# WHAT YOU NEED TO DO
1 > In the passage about the Stetson Open Road hat, in what year did the hat as it is known today first appear?
2 > Continue the piece on the history of the Stetson Open Road hat from its last sentence.

START PASSAGE PROVIDED

The Story of the Open Road

Widely imitated, never replicated, since 1937

By Paul Underwood

Every now and again, form and function intersect to create something somehow both useful and beautiful, purpose-built yet iconic. The Coca-Cola bottle. The denim work shirt. The Porsche 911. To that list we would add: The Stetson Open Road, a style so classic and time-tested that it’s hard to believe there was ever a world where it didn’t exist.

The hat, with its western crown and shorter, town-friendly brim, dates back to 1937, a time when the open road itself was a relatively new concept. Route 66 was just over a decade old, and the top-of-the-line V-8 in the latest-model Ford cranked out a whopping 85 horsepower. Unlike today’s sturdy, hard-wearing Open Road, the 1937 iteration was more of a lightweight, western-inflected fedora.

It wasn’t until 1948 that the Open Road as we know it—with its iconic cattleman crown, narrow grosgrain ribbon, and that perfectly proportioned brim turned up just so at the edge—entered the world. It was an instant success, thanks in part to a marketing campaign that blanketed Texas and other Western states, proclaiming the hat’s versatility as a dressy option at home in town or country, in the West or back East. (“Almost as popular on the Avenue as they are on the Open Road,” as one ad later put it.)

END PASSAGE PROVIDED
START SUPPLIED RECORDS

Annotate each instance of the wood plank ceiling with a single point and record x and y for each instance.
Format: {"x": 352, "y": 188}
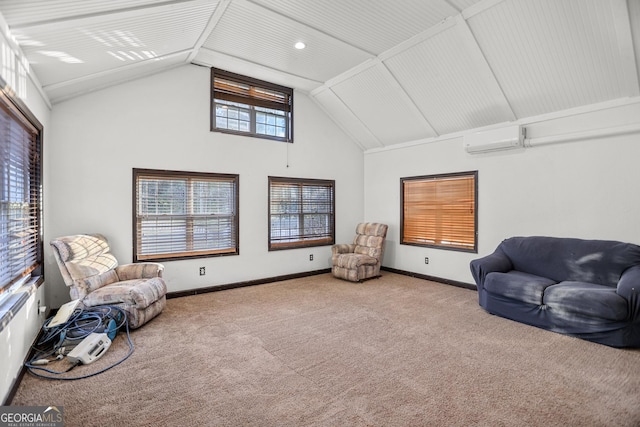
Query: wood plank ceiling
{"x": 386, "y": 72}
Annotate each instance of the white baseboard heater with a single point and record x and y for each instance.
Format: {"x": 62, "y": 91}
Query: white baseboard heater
{"x": 504, "y": 138}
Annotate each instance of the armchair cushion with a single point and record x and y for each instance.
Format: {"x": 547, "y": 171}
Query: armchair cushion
{"x": 93, "y": 275}
{"x": 361, "y": 259}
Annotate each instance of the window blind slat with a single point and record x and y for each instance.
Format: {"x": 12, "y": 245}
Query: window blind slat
{"x": 20, "y": 183}
{"x": 440, "y": 211}
{"x": 182, "y": 215}
{"x": 301, "y": 212}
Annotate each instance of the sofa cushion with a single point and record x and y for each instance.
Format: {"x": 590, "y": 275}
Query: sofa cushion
{"x": 586, "y": 299}
{"x": 518, "y": 286}
{"x": 591, "y": 261}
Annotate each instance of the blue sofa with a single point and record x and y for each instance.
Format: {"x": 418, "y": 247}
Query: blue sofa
{"x": 589, "y": 289}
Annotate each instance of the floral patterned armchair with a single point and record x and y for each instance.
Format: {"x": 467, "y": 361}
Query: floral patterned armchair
{"x": 94, "y": 276}
{"x": 362, "y": 259}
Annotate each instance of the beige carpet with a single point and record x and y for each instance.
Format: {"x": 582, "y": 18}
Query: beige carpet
{"x": 318, "y": 351}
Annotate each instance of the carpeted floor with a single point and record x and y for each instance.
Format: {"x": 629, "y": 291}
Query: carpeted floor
{"x": 317, "y": 351}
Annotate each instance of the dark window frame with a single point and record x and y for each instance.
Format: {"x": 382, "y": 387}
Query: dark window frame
{"x": 189, "y": 216}
{"x": 304, "y": 241}
{"x": 32, "y": 181}
{"x": 252, "y": 102}
{"x": 459, "y": 246}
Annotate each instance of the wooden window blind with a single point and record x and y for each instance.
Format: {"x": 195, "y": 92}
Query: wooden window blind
{"x": 440, "y": 211}
{"x": 251, "y": 107}
{"x": 301, "y": 212}
{"x": 21, "y": 194}
{"x": 184, "y": 214}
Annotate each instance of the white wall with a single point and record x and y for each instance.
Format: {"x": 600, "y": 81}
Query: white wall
{"x": 18, "y": 335}
{"x": 584, "y": 189}
{"x": 162, "y": 122}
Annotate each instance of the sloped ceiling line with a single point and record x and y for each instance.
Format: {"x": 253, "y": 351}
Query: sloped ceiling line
{"x": 410, "y": 101}
{"x": 217, "y": 14}
{"x": 88, "y": 19}
{"x": 483, "y": 63}
{"x": 112, "y": 71}
{"x": 356, "y": 117}
{"x": 621, "y": 16}
{"x": 324, "y": 92}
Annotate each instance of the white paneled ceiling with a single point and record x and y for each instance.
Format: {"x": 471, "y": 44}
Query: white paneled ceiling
{"x": 386, "y": 72}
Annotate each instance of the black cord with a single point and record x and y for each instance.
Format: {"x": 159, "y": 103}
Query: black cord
{"x": 81, "y": 324}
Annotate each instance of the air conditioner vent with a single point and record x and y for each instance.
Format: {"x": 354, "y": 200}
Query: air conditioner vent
{"x": 505, "y": 138}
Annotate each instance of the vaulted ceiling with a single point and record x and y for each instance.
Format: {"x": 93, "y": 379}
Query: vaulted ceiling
{"x": 387, "y": 72}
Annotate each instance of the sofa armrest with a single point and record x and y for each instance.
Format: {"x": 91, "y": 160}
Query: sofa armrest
{"x": 342, "y": 249}
{"x": 629, "y": 289}
{"x": 496, "y": 262}
{"x": 142, "y": 270}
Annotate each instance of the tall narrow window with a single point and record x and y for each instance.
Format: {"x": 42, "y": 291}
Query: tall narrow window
{"x": 301, "y": 212}
{"x": 21, "y": 195}
{"x": 184, "y": 214}
{"x": 440, "y": 211}
{"x": 246, "y": 106}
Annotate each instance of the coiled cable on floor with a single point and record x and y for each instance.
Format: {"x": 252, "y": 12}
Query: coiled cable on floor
{"x": 54, "y": 342}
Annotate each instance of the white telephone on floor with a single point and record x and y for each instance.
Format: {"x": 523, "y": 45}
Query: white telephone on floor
{"x": 90, "y": 349}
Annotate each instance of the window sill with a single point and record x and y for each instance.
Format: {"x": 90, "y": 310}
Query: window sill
{"x": 13, "y": 303}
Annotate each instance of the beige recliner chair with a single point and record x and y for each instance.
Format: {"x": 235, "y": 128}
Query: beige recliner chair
{"x": 362, "y": 259}
{"x": 94, "y": 277}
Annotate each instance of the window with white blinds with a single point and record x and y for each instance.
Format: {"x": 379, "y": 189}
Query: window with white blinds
{"x": 301, "y": 212}
{"x": 246, "y": 106}
{"x": 21, "y": 197}
{"x": 440, "y": 211}
{"x": 184, "y": 214}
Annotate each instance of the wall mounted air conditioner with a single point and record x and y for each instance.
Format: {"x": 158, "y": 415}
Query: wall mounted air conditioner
{"x": 504, "y": 138}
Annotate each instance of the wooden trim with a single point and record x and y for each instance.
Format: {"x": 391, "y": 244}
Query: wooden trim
{"x": 247, "y": 283}
{"x": 431, "y": 278}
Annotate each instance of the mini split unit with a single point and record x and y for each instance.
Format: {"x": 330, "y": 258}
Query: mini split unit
{"x": 504, "y": 138}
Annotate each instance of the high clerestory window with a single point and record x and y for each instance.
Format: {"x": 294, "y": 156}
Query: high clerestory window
{"x": 184, "y": 214}
{"x": 440, "y": 211}
{"x": 246, "y": 106}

END SUPPLIED RECORDS

# EXERCISE ANSWERS
1 > 1948

2 >
Advertisment in The Saturday Evening Post, 1950

Advertisment, 1952

Advertisment in Time, February 1953

Before long, the Open Road was adorning some of the most famous heads in the land. Presidents in particular seemed to relish the style—Harry S. Truman was an early adopter, as was Dwight Eisenhower, both of whom wore it with a suit. 


Lyndon B. Johnson’s affinity for the Open Road inspired both a Stetson ad campaign (touting “The L.B.J. Look”) and a wave of knockoffs in the mid-’60s. (You can still buy your own—authentic—Open Road at the LBJ Ranch near Johnson City, Texas.) Winston Churchill wore one; so did Hank Williams. The hat played a supporting role in films like Smokey and the Bandit and From Dusk Till Dawn, while modern luminaries including Jeff Tweedy of Wilco have helped ensure the hat’s legend endures in the 21st Century.

Before long, the Open Road was adorning some of the most famous heads in the land.

In the early days, Stetson ads declared the Open Road “a hat that will proclaim your distinctive individuality to the world”—a sentiment that rings more true now than ever. You can get an Open Road in straw, hemp, or, of course, fur felt, each one adorned with our new 1865 pin. As it has been for decades, the Open Road is made by hand in Garland, Texas, meaning only a handful are in production at any one time.

Quality takes time, as we like to say, but, as the Open Road proves, quality also endures.